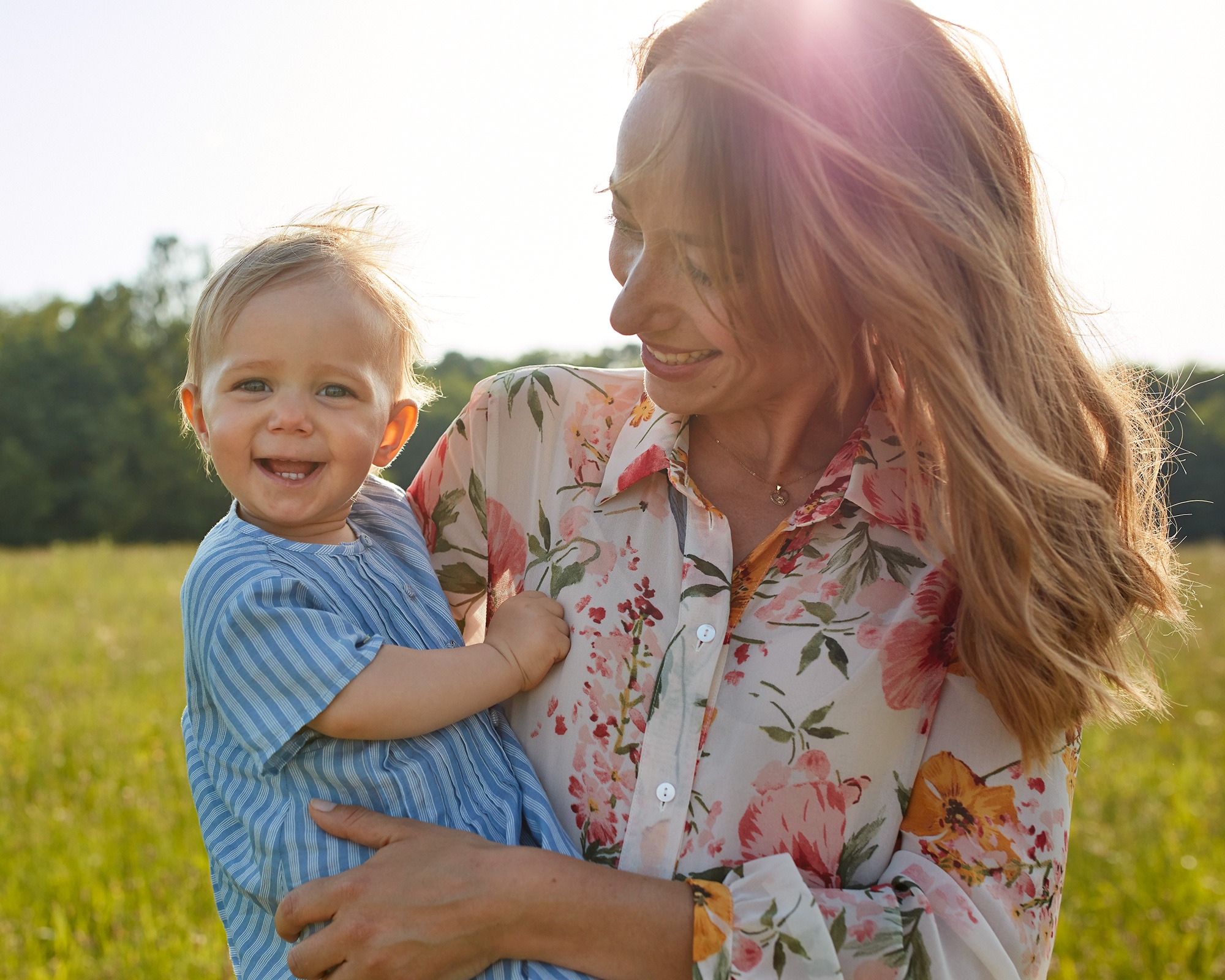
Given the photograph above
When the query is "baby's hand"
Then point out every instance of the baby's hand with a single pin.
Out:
(530, 631)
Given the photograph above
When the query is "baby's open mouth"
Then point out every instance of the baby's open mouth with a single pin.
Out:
(290, 470)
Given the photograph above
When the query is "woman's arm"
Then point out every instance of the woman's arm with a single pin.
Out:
(440, 903)
(405, 693)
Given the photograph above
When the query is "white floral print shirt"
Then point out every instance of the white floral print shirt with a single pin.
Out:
(843, 801)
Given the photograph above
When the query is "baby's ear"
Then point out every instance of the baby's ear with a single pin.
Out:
(194, 413)
(401, 423)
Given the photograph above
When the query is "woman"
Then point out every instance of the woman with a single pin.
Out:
(846, 569)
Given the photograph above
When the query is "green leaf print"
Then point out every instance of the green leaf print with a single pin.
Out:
(477, 496)
(810, 654)
(565, 576)
(707, 568)
(839, 930)
(837, 655)
(824, 612)
(857, 851)
(513, 390)
(461, 580)
(543, 524)
(780, 960)
(816, 716)
(706, 590)
(536, 410)
(543, 380)
(777, 734)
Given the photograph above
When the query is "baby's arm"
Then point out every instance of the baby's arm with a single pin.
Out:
(405, 693)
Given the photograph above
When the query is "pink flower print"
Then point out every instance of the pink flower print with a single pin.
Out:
(424, 493)
(885, 492)
(573, 522)
(587, 438)
(864, 932)
(618, 778)
(652, 461)
(508, 553)
(745, 954)
(870, 634)
(801, 813)
(594, 808)
(917, 652)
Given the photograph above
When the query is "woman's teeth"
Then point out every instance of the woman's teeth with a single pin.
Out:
(689, 357)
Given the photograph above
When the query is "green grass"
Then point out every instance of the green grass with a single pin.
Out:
(102, 872)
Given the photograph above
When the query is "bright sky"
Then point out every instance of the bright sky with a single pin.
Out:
(488, 126)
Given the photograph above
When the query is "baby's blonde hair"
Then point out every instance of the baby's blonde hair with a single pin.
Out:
(341, 243)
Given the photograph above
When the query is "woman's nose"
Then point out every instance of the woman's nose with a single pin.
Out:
(646, 298)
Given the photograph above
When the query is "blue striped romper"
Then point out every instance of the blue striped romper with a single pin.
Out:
(274, 630)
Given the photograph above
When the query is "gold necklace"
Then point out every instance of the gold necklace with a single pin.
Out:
(778, 494)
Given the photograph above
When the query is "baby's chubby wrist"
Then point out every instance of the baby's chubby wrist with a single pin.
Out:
(503, 666)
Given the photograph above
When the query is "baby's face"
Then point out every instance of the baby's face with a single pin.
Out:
(297, 405)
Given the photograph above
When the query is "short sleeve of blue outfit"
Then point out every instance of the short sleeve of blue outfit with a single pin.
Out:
(274, 631)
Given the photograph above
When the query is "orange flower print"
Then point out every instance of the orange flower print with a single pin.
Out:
(962, 820)
(643, 412)
(710, 900)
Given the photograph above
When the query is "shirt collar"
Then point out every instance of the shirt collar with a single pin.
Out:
(870, 470)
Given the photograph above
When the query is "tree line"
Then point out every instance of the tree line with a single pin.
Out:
(91, 444)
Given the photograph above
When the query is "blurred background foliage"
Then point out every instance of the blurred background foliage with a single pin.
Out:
(91, 444)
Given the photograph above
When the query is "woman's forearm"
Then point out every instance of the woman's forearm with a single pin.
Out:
(402, 693)
(609, 924)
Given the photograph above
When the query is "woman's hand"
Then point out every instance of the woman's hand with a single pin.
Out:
(443, 905)
(417, 910)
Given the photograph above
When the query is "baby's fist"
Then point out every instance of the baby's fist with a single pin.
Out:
(530, 630)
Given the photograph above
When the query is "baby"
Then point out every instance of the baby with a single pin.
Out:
(322, 657)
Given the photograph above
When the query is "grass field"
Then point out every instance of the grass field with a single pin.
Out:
(102, 873)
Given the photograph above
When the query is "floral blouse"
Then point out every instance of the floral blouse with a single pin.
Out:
(793, 737)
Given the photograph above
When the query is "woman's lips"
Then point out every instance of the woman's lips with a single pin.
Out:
(291, 472)
(676, 366)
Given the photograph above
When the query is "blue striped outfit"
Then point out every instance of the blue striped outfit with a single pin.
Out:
(274, 630)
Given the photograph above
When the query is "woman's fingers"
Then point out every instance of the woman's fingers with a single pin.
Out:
(317, 955)
(360, 825)
(313, 902)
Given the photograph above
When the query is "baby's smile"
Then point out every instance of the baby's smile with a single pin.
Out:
(291, 471)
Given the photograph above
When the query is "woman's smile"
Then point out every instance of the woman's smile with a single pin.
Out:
(676, 366)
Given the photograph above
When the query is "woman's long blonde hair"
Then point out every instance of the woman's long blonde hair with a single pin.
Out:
(856, 165)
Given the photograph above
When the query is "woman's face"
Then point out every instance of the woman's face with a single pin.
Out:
(696, 363)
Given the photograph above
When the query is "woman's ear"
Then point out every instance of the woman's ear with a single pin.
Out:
(194, 412)
(400, 427)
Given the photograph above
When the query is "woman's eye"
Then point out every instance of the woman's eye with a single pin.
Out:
(695, 273)
(622, 227)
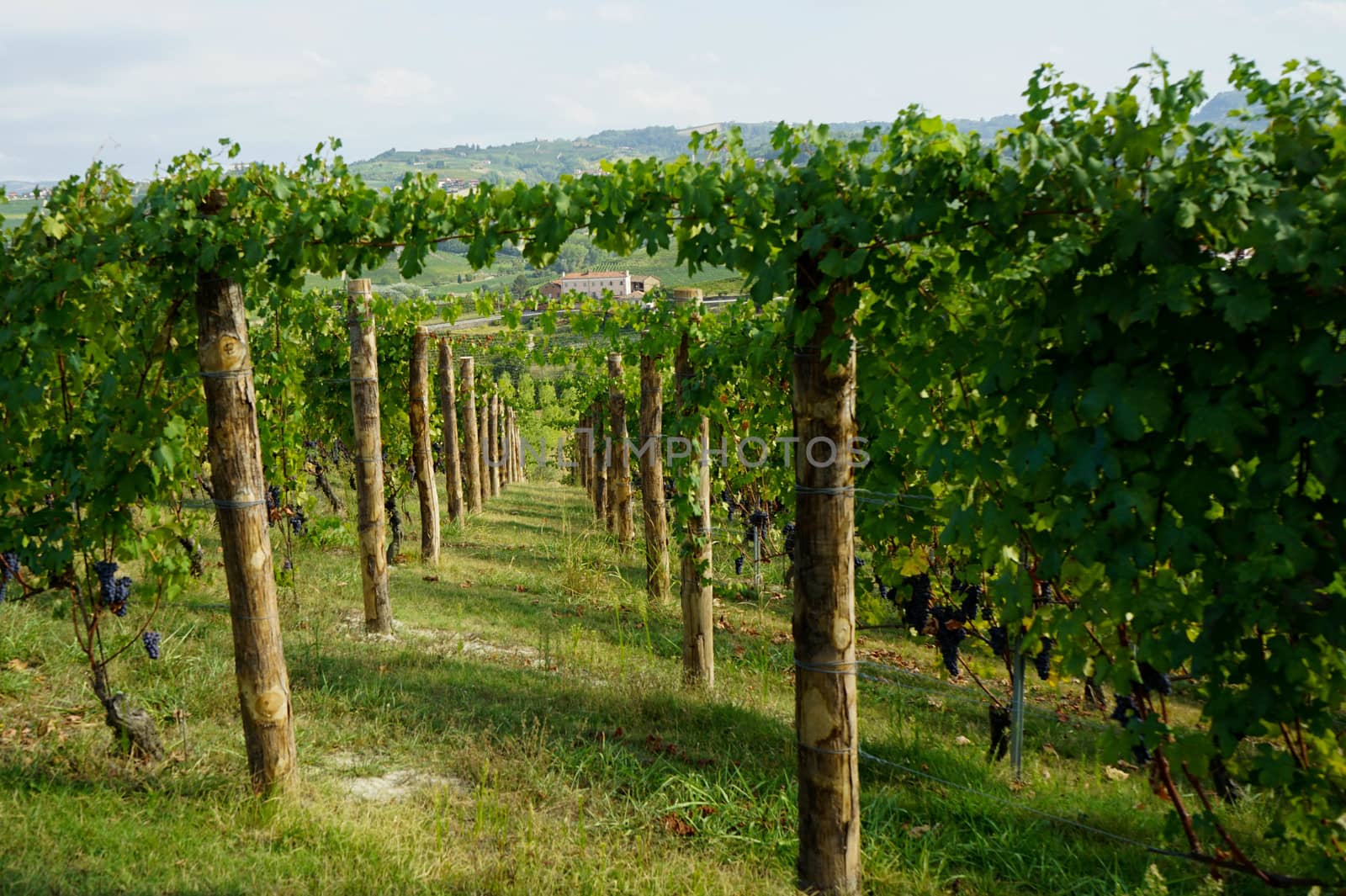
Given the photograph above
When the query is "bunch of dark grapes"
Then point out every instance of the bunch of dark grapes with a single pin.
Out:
(1154, 680)
(1123, 713)
(949, 637)
(8, 570)
(108, 584)
(972, 595)
(273, 503)
(999, 639)
(999, 732)
(1042, 662)
(195, 554)
(917, 608)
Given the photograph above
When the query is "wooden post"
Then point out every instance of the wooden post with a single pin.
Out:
(586, 451)
(652, 482)
(471, 442)
(621, 455)
(511, 469)
(502, 443)
(599, 466)
(520, 460)
(697, 590)
(580, 473)
(609, 469)
(423, 456)
(240, 491)
(484, 419)
(453, 459)
(369, 456)
(824, 604)
(493, 435)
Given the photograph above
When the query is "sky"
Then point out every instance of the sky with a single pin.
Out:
(135, 82)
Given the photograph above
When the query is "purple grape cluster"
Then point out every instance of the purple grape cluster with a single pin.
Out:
(8, 570)
(273, 502)
(114, 594)
(972, 596)
(1123, 713)
(948, 637)
(1042, 662)
(917, 608)
(1154, 680)
(999, 639)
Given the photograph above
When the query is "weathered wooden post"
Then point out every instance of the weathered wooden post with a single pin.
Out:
(520, 460)
(423, 455)
(697, 588)
(824, 602)
(610, 447)
(586, 448)
(580, 469)
(511, 466)
(621, 455)
(652, 480)
(484, 448)
(369, 455)
(599, 466)
(240, 490)
(493, 437)
(453, 456)
(502, 442)
(471, 442)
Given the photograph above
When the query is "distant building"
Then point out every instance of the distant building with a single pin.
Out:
(591, 283)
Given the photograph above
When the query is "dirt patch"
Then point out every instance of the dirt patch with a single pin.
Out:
(399, 783)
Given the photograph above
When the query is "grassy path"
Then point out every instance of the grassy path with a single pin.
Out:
(524, 732)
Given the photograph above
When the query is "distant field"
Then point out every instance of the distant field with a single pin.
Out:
(15, 210)
(448, 273)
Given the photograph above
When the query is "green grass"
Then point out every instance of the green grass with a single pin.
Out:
(533, 680)
(13, 210)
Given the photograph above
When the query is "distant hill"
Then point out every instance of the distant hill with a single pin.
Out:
(542, 161)
(538, 161)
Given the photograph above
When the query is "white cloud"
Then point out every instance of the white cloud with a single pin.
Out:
(574, 112)
(621, 13)
(1316, 13)
(663, 94)
(396, 87)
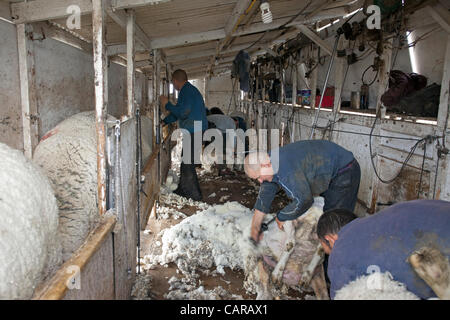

==============================

REQUIRED ACTION:
Pull out all lines containing the word "print" from the entries above.

RESULT OF THIS TASK:
When the query is "white floral print shirt"
Then point out every instance of the white floral print shirt with a single pin.
When the query is "green leaf print"
Then point out every instance of the green leaf print with a single pin.
When the query is "pink flower print"
Then point out every instance of the pink flower print with a single pin.
When the query is "orange flower print"
Then point out every instance of the orange flower print with a single pin.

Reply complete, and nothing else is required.